[EXCERPT Boundary: Start]

I couldn't put my finger on it. What did it need? I had the SCMA model show in less than a week and really wanted to win. I am competitive but winning an award meant that I was a recognized talent in the critical eyes of judges. Modeling is intimating with the amount of detail one can add to create realism. It's truly endless. Scale modelers never say they are finished because you can always add more!
So I reached out for help via one of my favorite modeling facebook groups WW2 Diorama Art who gave me feedback that I really wanted. How else are you going to learn?
Add barbwire to show the tank clearing the way
Add war debris in the ditch (oil drum)
Add foliage as the dessert wasn't all rock and sand
Add infantry following behind - my goal from the start
My tank wash was a little heavy
I was taken aback by the engagement, positivity, and feedback that I got from asking for help and constructive criticism. This fired me up to make these changes but time was running out before the show.
Hand made barbwire
After searching online I couldn't find the solution I was looking for so I decided to make my own! . Following this Easy Realistic Scale Barbwire video
The challenge was finding the gauge of wire and spacing of the barbs to match the 1:35 scale. I cut up a few old cables to test two gauges and spacing. I found the spacing perfect using wire strippers instead of players and using a small gauge wire. Before cutting the loops I bent them into different angles to bring some irregularity. To get the right height in the barbwire fence, I wrapped it around a chapstick and compressed it so it would hold its new form. Otherwise it expanded way beyond the height I wanted.
Make more than you think! It's like buying bags of gravel you think you have enough but it doesn't go far.
For the finishing touch, I added a fence post (stick from my yard) drilled a hole near a large rock and filled it with PVA.
Desert Grass Dirorama
After studying some photos, the foliage of the desert where shrubs that have been blasted by wind and often found between rocks for protection. Lichen was a perfect substrate to represent these twisted, noted, and prickly shrubs. Tiny clumps of lichen were torn off into little bush shapes with a stem. I used pva to stick them to the base between rocks.

[EXCERPT Boundary: End]
[MATERIAL SUPPLIED Boundary: Start]

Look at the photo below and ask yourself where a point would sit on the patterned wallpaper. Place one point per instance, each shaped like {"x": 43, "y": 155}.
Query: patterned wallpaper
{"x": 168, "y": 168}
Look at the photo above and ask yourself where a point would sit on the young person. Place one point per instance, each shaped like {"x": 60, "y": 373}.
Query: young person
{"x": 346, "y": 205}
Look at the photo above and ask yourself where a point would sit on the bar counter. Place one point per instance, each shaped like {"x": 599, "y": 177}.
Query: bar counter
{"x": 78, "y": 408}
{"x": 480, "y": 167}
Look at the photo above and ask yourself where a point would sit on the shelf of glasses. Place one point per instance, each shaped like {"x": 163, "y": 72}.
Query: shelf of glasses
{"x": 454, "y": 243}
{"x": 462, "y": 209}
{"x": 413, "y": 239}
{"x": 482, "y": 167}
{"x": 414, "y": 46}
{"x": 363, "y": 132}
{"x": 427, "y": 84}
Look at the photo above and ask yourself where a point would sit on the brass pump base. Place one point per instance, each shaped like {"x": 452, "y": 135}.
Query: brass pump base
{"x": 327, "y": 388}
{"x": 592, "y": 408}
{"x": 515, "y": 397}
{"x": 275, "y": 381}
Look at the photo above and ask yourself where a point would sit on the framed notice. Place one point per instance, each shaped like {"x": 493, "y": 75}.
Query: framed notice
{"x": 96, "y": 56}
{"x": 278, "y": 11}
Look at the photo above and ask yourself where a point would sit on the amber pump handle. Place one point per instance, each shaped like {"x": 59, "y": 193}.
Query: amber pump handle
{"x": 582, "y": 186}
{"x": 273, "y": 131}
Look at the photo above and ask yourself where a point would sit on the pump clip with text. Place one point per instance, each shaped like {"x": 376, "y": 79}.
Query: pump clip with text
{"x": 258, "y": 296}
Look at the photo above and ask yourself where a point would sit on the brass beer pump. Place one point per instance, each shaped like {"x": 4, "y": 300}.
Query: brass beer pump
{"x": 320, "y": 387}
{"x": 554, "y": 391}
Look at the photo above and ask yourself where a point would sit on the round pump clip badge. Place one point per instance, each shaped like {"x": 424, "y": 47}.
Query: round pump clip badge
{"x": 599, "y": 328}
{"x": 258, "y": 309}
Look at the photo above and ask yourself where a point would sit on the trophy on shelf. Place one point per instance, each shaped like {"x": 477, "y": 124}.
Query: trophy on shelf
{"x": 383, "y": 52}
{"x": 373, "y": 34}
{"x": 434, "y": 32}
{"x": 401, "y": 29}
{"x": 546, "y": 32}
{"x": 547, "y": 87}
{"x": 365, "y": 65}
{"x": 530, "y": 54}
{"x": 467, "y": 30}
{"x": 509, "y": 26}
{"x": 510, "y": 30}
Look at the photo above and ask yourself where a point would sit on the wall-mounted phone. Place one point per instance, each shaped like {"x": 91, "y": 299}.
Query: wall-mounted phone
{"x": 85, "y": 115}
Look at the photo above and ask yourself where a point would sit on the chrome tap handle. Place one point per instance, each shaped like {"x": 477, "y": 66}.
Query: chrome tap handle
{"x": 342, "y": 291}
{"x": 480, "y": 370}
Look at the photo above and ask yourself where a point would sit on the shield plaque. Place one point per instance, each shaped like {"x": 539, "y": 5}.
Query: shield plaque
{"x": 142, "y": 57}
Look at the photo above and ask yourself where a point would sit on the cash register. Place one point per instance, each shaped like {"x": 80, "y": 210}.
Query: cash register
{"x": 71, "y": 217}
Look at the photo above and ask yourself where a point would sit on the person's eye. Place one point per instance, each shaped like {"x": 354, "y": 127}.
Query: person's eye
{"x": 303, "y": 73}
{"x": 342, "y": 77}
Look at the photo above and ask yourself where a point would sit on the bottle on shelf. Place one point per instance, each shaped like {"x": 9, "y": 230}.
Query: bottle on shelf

[MATERIAL SUPPLIED Boundary: End]

ACTIONS TO TAKE -
**A.** In the scale modeling excerpt, what did the writer wrap the barbwire around to get the right fence height?
**B.** Rewrite the stretch of the scale modeling excerpt from "Make more than" through "it with PVA.", swapping "fence post" for "wooden post".
**C.** Write the next part of the scale modeling excerpt, starting after its last sentence.

EXERCISE ANSWERS -
**A.** A chapstick.

**B.**
Make more than you think! It's like buying bags of gravel you think you have enough but it doesn't go far.
For the finishing touch, I added a wooden post (stick from my yard) drilled a hole near a large rock and filled it with PVA.

**C.**
Oil Drum north Africa style
I was very excited to use my new Vallejo rust, strain and streaking set I got for Christmas. It came with a manual which was very useful. The drum is from a Tamiya Allied vehicles accessory set. That I then heated up with a candle and started to dent the drum. I wanted it to look like it was beaten and knocked over, becoming crushed on the rock below. I primed the model by brushing on German black brown , followed by a light spraying of white to highlight the more exposed areas. I didn't want the oil drum to be "lost" in the diorama base or too eye-catching but to complement the base and tanlk. So I sprayed several thin layers of my own mixture of Khaki drab and Green Ochre. Using the kits steps, I used a sponge and tweeasers to apply the dark to light color chipping. Dust effects were added by using art pastels and fixing it with hair spray.
The Final Result!
I am blown away by the final result. Seeing so many amazing dioramas online, the quality and the craftsmanship is intimidating. But I broke this project down into steps not letting this overwhelm me and keeping my end goal in mind.
It's been an amazing journey, studying a bunch of youtube tutorials, searching for reference images and reading many books. It's defenatly a step up from my Airfix days when I was 11.
I was very nervous placing my model in between other people's amazing creations, doubting that I had a chance. I had to quickly write down the description and note the things I had done. Looking at others, who have done this before had printouts and images sharing all the extra details that might be overlooked.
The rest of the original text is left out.